▶ _Your instructions_
Transcribe exactly the stretch of lines beginning at the one containing "for every instance of the gray" and closing with the last line of the entries below. Omit images.

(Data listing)
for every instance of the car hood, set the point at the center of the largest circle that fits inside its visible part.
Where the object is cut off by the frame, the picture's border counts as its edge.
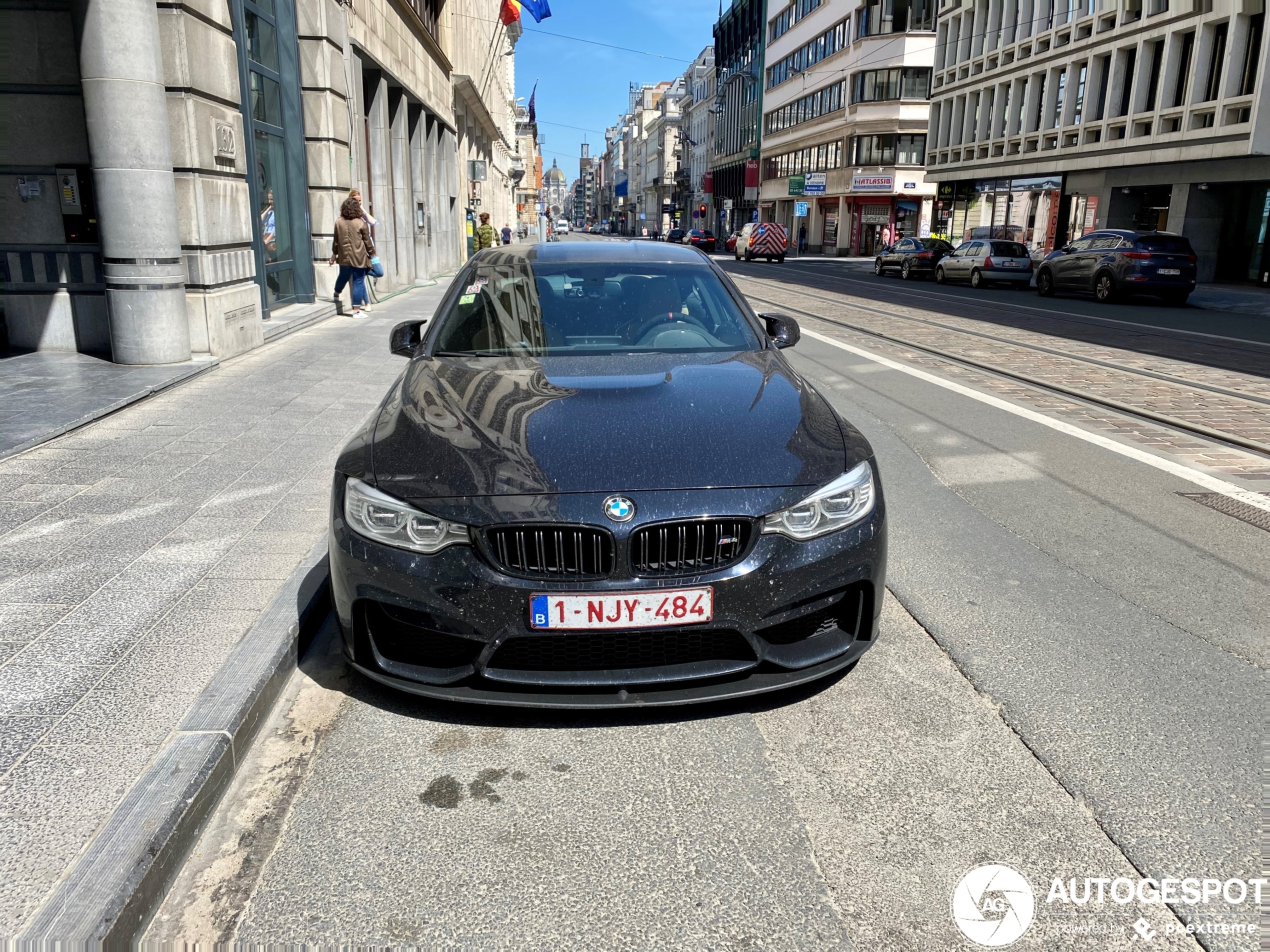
(480, 427)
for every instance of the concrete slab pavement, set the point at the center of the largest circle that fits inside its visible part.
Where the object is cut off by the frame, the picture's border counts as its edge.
(136, 552)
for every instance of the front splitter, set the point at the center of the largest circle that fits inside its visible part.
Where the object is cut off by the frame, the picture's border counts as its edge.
(758, 684)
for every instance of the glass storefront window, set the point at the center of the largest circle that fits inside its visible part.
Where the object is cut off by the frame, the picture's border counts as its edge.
(268, 70)
(262, 41)
(266, 100)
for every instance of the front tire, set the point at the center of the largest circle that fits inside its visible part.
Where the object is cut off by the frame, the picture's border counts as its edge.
(1104, 288)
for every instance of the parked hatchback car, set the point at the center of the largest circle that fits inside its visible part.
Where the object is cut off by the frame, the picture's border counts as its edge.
(912, 258)
(598, 482)
(1114, 263)
(704, 240)
(986, 263)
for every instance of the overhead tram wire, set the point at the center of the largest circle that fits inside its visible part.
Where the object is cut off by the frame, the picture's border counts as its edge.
(578, 40)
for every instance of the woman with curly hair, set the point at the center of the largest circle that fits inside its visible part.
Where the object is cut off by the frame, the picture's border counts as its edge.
(352, 249)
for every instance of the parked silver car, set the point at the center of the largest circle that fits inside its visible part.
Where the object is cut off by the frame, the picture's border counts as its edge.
(984, 262)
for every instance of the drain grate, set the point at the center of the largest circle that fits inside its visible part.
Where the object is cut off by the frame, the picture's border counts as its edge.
(1234, 507)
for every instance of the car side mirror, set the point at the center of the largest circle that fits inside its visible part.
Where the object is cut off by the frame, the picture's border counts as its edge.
(406, 338)
(782, 330)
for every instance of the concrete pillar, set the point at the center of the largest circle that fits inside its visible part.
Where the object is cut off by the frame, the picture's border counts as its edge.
(126, 114)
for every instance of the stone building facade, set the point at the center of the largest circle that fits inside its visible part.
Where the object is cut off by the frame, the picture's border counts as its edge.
(172, 173)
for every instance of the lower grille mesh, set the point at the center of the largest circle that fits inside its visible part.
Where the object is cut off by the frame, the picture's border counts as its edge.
(608, 650)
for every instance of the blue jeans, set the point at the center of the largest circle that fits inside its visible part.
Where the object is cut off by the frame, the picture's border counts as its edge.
(358, 276)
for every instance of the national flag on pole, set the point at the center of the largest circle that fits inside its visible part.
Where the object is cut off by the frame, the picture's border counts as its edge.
(511, 10)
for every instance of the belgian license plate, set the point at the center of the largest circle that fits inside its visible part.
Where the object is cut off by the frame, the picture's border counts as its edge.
(622, 610)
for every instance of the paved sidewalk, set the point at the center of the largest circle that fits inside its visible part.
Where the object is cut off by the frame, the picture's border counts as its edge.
(135, 552)
(50, 392)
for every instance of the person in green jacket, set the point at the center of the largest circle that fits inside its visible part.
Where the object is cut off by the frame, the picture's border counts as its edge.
(486, 232)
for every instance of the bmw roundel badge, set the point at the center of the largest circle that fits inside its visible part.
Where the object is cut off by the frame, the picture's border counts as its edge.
(619, 510)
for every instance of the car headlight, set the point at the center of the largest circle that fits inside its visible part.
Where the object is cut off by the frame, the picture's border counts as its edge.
(382, 518)
(846, 500)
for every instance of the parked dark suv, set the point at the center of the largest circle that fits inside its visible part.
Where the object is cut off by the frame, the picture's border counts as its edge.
(912, 258)
(1114, 263)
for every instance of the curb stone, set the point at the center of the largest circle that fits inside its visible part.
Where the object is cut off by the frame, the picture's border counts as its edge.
(110, 892)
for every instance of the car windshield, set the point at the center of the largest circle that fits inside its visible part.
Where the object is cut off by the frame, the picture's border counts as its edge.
(1009, 249)
(594, 308)
(1169, 244)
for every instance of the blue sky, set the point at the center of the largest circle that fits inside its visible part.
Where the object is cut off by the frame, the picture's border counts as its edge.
(584, 86)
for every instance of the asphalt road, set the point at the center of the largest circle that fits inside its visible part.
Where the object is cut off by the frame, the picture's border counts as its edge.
(1068, 680)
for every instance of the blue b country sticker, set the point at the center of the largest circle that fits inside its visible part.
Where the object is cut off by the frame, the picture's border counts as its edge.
(539, 616)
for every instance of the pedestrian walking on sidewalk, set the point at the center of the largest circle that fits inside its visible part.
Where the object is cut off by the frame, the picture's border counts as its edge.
(352, 249)
(486, 232)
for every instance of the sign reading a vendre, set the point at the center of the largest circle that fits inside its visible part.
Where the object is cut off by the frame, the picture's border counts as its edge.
(873, 183)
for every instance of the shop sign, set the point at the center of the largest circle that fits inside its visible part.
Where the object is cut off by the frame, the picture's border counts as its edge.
(876, 215)
(873, 183)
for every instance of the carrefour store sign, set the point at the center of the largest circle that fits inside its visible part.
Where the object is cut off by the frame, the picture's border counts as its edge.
(873, 183)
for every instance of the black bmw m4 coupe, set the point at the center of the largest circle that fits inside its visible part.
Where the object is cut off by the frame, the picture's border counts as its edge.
(598, 482)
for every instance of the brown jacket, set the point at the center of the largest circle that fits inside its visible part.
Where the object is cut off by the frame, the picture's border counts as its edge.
(352, 244)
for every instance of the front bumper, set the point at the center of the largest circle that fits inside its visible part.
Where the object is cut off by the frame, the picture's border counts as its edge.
(788, 612)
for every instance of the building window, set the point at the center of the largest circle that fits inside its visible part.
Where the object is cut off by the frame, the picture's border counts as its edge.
(1058, 100)
(879, 17)
(813, 106)
(1078, 106)
(822, 158)
(1252, 55)
(786, 18)
(810, 54)
(1104, 82)
(1130, 62)
(1158, 62)
(890, 150)
(268, 72)
(1188, 51)
(882, 86)
(1213, 86)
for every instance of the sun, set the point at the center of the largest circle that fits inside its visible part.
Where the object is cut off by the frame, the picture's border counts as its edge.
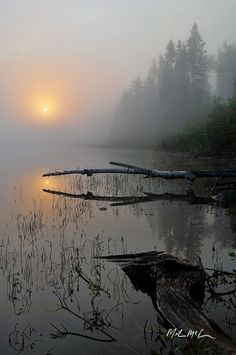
(45, 109)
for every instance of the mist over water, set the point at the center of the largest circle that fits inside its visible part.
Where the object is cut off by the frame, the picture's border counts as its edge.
(83, 83)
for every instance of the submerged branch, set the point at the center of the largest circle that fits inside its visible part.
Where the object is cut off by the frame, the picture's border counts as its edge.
(188, 175)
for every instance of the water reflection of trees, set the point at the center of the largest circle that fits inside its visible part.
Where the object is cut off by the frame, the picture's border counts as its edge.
(182, 226)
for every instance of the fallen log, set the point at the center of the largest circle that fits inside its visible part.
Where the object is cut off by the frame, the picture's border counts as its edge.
(223, 198)
(177, 290)
(122, 168)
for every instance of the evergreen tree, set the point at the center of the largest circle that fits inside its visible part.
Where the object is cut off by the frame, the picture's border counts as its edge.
(226, 71)
(198, 72)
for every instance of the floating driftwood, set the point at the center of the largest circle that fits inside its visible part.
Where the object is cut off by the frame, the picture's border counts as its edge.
(177, 289)
(223, 199)
(188, 175)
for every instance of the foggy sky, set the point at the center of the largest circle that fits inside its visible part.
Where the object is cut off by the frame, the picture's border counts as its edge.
(86, 52)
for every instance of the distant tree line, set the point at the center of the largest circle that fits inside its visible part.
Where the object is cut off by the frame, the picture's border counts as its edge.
(176, 92)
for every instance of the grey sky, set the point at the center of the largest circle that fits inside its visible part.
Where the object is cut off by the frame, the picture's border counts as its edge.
(94, 48)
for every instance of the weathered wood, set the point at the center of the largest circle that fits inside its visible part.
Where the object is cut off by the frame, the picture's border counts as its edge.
(189, 198)
(188, 175)
(177, 289)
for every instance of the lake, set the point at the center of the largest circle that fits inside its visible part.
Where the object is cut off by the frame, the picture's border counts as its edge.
(56, 296)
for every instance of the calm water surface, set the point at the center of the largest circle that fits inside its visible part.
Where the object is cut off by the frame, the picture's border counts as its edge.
(56, 298)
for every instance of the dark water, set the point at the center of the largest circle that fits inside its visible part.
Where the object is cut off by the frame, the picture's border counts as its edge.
(56, 298)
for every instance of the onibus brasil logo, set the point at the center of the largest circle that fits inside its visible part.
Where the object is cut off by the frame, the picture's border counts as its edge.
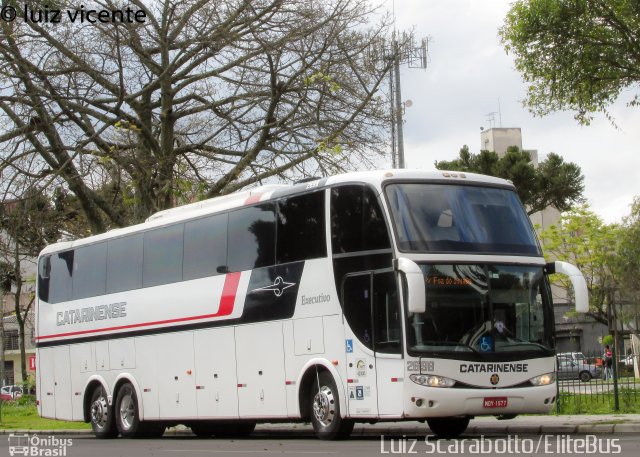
(36, 446)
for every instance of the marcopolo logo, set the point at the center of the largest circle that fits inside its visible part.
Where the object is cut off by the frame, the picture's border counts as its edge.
(37, 446)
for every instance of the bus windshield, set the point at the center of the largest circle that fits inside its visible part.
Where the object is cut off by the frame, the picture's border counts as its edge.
(460, 218)
(482, 309)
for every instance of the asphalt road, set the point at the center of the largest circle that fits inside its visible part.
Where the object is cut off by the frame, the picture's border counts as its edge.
(179, 446)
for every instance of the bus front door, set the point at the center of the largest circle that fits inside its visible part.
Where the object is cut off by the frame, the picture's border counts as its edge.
(357, 293)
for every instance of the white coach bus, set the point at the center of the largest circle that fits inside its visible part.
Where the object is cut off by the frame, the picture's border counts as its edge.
(375, 296)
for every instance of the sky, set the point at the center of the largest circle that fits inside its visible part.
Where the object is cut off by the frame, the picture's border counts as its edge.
(469, 75)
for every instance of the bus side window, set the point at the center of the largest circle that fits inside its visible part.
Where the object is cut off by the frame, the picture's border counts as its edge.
(386, 314)
(163, 255)
(60, 281)
(90, 271)
(44, 271)
(205, 247)
(357, 220)
(252, 237)
(301, 233)
(124, 263)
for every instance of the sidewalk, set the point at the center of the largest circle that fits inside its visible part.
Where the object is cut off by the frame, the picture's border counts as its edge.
(522, 425)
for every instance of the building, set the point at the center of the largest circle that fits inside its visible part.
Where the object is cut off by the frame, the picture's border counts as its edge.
(11, 342)
(573, 332)
(12, 368)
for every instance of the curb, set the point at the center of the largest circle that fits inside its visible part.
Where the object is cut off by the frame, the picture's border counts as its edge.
(282, 430)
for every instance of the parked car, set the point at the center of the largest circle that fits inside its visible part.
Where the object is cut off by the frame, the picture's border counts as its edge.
(572, 369)
(629, 360)
(10, 392)
(575, 356)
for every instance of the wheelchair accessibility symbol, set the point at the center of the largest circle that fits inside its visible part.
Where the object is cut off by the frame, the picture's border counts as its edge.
(486, 344)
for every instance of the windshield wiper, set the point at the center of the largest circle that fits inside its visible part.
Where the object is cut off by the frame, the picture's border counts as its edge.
(450, 344)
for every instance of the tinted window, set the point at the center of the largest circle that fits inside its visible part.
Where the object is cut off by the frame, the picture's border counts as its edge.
(356, 298)
(60, 281)
(357, 221)
(301, 228)
(386, 314)
(90, 271)
(205, 246)
(252, 233)
(124, 263)
(455, 218)
(163, 256)
(44, 271)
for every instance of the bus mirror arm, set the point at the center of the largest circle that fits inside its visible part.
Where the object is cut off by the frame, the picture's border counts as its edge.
(415, 284)
(577, 281)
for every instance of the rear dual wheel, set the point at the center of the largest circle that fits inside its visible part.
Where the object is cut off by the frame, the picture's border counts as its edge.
(325, 410)
(127, 416)
(102, 415)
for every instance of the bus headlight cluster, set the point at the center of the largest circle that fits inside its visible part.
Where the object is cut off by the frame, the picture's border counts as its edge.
(432, 380)
(543, 379)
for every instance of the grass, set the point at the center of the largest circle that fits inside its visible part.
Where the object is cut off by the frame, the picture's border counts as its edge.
(23, 415)
(629, 403)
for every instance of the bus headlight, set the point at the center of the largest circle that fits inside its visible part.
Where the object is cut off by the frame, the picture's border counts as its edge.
(432, 380)
(543, 379)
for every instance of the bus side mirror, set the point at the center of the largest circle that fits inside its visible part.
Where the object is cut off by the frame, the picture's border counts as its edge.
(577, 281)
(416, 296)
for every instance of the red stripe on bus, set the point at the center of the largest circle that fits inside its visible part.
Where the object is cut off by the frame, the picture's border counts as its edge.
(255, 198)
(229, 290)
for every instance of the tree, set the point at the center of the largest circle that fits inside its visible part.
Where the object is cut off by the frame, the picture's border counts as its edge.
(576, 55)
(26, 226)
(628, 264)
(583, 239)
(552, 183)
(203, 98)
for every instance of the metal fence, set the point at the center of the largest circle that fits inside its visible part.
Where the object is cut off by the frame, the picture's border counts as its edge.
(585, 386)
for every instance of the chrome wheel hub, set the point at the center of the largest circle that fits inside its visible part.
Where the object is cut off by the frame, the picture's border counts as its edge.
(100, 412)
(324, 406)
(127, 411)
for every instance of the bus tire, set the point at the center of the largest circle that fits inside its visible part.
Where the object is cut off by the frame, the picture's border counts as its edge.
(448, 427)
(127, 413)
(325, 410)
(101, 415)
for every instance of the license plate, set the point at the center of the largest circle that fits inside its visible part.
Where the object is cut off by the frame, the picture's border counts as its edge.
(495, 402)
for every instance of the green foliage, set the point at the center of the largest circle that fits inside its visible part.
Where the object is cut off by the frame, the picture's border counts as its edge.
(629, 255)
(582, 238)
(552, 183)
(603, 403)
(24, 416)
(576, 55)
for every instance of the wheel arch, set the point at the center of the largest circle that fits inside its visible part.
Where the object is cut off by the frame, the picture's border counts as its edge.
(305, 381)
(123, 379)
(92, 383)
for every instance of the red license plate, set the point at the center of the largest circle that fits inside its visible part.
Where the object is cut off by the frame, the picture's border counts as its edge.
(495, 402)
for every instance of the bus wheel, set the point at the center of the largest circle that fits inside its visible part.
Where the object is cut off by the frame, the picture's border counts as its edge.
(127, 415)
(325, 410)
(448, 427)
(101, 415)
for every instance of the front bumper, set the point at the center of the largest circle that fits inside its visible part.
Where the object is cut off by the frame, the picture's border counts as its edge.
(421, 401)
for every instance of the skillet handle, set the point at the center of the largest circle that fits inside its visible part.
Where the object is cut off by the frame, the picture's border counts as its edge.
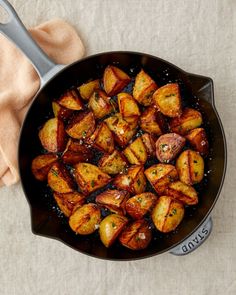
(15, 31)
(195, 240)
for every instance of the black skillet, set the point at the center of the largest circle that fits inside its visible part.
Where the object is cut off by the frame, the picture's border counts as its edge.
(197, 91)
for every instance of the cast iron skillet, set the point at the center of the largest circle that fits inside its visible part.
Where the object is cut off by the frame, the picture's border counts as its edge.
(197, 91)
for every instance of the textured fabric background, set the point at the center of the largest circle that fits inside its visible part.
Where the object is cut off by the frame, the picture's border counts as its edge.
(198, 36)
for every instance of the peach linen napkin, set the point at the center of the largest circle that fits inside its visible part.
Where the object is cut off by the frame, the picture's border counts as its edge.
(19, 82)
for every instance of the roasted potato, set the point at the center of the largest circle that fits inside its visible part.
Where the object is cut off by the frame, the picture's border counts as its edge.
(81, 126)
(167, 214)
(122, 130)
(101, 104)
(87, 89)
(161, 176)
(69, 202)
(102, 139)
(110, 227)
(60, 112)
(70, 100)
(168, 146)
(133, 180)
(190, 167)
(137, 235)
(113, 163)
(52, 135)
(76, 152)
(140, 205)
(198, 140)
(168, 101)
(114, 200)
(90, 178)
(144, 87)
(189, 120)
(182, 192)
(114, 80)
(42, 164)
(152, 121)
(60, 180)
(136, 152)
(86, 219)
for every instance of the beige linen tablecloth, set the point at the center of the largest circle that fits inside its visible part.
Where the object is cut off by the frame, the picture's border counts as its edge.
(198, 36)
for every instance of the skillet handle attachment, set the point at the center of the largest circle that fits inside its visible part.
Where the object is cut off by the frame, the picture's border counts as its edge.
(195, 240)
(15, 31)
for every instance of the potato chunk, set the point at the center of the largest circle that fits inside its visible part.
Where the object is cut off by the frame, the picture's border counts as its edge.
(68, 202)
(161, 176)
(189, 120)
(190, 167)
(113, 163)
(86, 219)
(144, 87)
(87, 89)
(168, 146)
(182, 192)
(81, 126)
(114, 200)
(60, 180)
(198, 140)
(133, 180)
(110, 228)
(90, 178)
(52, 135)
(138, 206)
(42, 164)
(114, 80)
(167, 99)
(167, 214)
(137, 235)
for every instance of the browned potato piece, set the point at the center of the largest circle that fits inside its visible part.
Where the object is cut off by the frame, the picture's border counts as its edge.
(189, 120)
(198, 140)
(87, 89)
(182, 192)
(113, 164)
(133, 180)
(86, 219)
(59, 179)
(167, 214)
(101, 104)
(114, 200)
(136, 152)
(123, 131)
(144, 88)
(68, 202)
(110, 228)
(42, 164)
(161, 176)
(52, 135)
(90, 178)
(114, 80)
(81, 126)
(102, 139)
(152, 121)
(190, 167)
(137, 235)
(167, 99)
(60, 112)
(71, 100)
(140, 205)
(168, 146)
(76, 152)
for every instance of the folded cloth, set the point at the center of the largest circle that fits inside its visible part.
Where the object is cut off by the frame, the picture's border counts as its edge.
(19, 82)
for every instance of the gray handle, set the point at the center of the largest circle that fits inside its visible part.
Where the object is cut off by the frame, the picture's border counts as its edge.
(195, 240)
(17, 33)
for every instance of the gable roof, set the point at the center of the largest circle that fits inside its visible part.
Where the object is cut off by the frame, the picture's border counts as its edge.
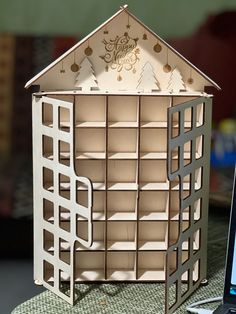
(122, 9)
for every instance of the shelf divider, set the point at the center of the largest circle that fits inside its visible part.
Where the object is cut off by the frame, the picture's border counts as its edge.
(106, 188)
(138, 190)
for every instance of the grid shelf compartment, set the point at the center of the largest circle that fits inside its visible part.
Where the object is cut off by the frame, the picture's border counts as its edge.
(121, 205)
(122, 141)
(121, 265)
(89, 266)
(121, 236)
(153, 205)
(153, 140)
(122, 111)
(151, 266)
(90, 111)
(153, 110)
(122, 174)
(152, 235)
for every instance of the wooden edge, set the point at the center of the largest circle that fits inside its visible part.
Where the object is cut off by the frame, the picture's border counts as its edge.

▶ _Reply_
for every instance of the gray handle, set the point at the center of the largest circle that fits inside its visible part.
Where the object is cut off by the frame, the picture's border counts as its edge.
(195, 240)
(17, 33)
for every instance of the gable roof, set the point at the center of the largest circle that fits inside its visible part.
Where the object is cut off by the frame, the picture's border counts as its edge.
(122, 9)
for every instance of the shelf divider, set the point at the center of the largest circle that fits inside its visible part.
Where the object is cut off by the frame, the picture's border counts as its edge.
(106, 188)
(138, 190)
for every instance of the grid shelf compartment, set the point at the center of the largest circle that fits inside its visible part.
Where the object is cut off by the frame, the picture's border counts as its edge.
(121, 205)
(122, 141)
(121, 265)
(89, 266)
(121, 236)
(153, 205)
(153, 140)
(122, 111)
(151, 266)
(90, 111)
(153, 110)
(122, 174)
(152, 235)
for every instance of the wooden edge, set the point at the center of the largest circle that fits inside its visible part.
Where the object is cut off by the frame, the picture's border counts as its edge.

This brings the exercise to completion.